■ Set tasks ■
• A. Rewrite the paragraph of the article on the rate of change that begins "A few hundred years ago, farmers who lived on the frontier" as a short bulleted list that keeps its main facts.
• B. Please list every item that, according to the article on the rate of change, the specialized farmer relies on organizations to provide.
• C. Carry on the article on the rate of change from its last sentence, keeping its tone and line of argument.

■ Extract provided ■
# # # # #

Why is the Rate of Change Accelerating and What Does it Mean to Us?

When you compare life today to the way our grandparents lived it is clear that the rate of change in our lives has increased, but what is causing this increase in the rate of change and what does this mean to us?

In this insight we answer this question by examining the role of interdependency and how it is connected to change.

How does dependency affect change?

If you do not depend on the train to take you to work -- say if you worked from home -- then any changes to the train schedule would not create change in your life.  The moment you start to depend on the train, however, any changes in the train schedule would require you to change your behavior.  

If you were to cut yourself off from the world so that you would no longer be dependent on anything, perhaps by hiding in a well-stocked cave somewhere, you would quickly experience a significant decrease in the rate of change. The changing world around you would not affect you because you would not be reliant on it.

If you depend on one factor, there will be some change in your life every once in a while, when that one factor changes.  But if you depend on a thousand factors, the probability that more than one of those thousand factors will change is significantly increased.  Thus, the more factors you depend on, the higher is the rate of change.

How does an increase in the level of interdependency accelerate the rate of change?

In today’s global world we are not just dependent, we are interdependent. We depend on others and others depend on us.

Now let us look at interdependency and see how that accelerates the rate of change.

A few hundred years ago, farmers who lived on the frontier grew their own food, made their own clothes and governed themselves.  These farmers only depended on their land and the weather, thus the rate of change was only determined by the land and the weather.  When these farmers decided to move beyond subsistence farming and started selling their produce, they became dependent on the market. This created a new factor -- the price they could get for their product in the market.  This price was determined by multiple variables -- the people who bought their produce, their changing tastes, and the actions of competing farmers.  The increase in the number of factors that could potentially change increased the rate of change in the farmers’ lives.  

A generation later, the farmer has become extremely specialized, producing a very limited variety of produce. This has made the farmer more efficient, and more able to compete in a global market place, but now he can no longer live off of his production alone.  He is now dependent on other farmers.  Additionally, the farmer depends upon a slew of organizations to provide him with seeds, fertilizer, machines, fuel, storage facilities, transportation to market… even clothes.  At the same time those people and organizations that create the seeds, fertilizer, machines, fuel, storage facilities may depend on that very farmer for their products. This has created interdependency.  People depend on him and he depends on others.

# # # # #

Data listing

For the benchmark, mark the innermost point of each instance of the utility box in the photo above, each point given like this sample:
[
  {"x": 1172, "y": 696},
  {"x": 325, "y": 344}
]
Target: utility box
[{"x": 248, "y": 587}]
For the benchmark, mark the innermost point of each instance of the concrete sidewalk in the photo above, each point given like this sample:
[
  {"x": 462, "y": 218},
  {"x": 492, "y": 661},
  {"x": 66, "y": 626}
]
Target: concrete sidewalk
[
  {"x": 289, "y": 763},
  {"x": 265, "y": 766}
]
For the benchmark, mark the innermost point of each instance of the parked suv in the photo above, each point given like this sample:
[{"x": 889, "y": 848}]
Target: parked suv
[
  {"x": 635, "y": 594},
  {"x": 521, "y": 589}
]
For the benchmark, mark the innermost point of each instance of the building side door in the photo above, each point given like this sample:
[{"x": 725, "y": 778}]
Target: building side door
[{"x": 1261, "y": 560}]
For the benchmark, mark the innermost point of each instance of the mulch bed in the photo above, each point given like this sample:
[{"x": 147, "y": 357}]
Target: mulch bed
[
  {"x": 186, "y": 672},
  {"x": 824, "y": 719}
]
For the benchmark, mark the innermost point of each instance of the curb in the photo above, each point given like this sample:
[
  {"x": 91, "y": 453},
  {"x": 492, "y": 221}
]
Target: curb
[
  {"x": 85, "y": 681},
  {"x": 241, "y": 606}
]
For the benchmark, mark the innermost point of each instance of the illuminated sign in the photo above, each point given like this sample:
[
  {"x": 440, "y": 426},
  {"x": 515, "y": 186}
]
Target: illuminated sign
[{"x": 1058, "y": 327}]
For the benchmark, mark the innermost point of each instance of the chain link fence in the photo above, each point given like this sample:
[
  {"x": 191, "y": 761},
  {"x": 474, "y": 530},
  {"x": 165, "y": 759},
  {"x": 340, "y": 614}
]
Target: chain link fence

# # # # #

■ Task-by-task results ■
• A.
- Frontier farmers grew their own food, made their own clothes and governed themselves.
- They depended only on their land and the weather, which alone set their rate of change.
- Selling produce instead of subsistence farming made them dependent on the market.
- This added a new factor: the price their product could fetch.
- That price depended on buyers, buyers' changing tastes and competing farmers.
- More factors that could change meant a higher rate of change in the farmers' lives.

• B.
- Seeds
- Fertilizer
- Machines
- Fuel
- Storage facilities
- Transportation to market
- Clothes

• C.
We are all linked together in an elaborate web of interdependency.

Interdependency creates a feedback loop that further increases the rate of change. What does this look like?

When the people we depend on change, we must change. This requires the people who depend on us to change and so on until this wave of change feeds all the way back to us.  This feedback loop significantly increases the number of variables to which we have to adapt.

Thus, the higher the level of interdependency the higher the rate of change.

What does an increase in the level of interdependency/rate of change mean to us?

This increase in the level of interdependency is both an opportunity and a threat.

Interdependency is an opportunity because it allows us to specialize in our respective fields.  It allows for innovation.  After all, if everyone were required to grow their own food and sew their own clothes, we would never have discovered the secrets of electricity and the computer.

Yet interdependency is also a threat because it causes us to have more complex problems more often.

The problems are more complex because we need the cooperation of more (interdependent) people to solve them.  Different people have different opinions and different self interests that will be affected by the solutions to the problems.  This adds to the complexity of managing change.


These complex problems arise more often because there is an increase in the rate of change and when there is change, things (people, cultures, values, systems, structures)  change at different speeds, disintegrating, (falling apart) manifested by what we call  “problems.”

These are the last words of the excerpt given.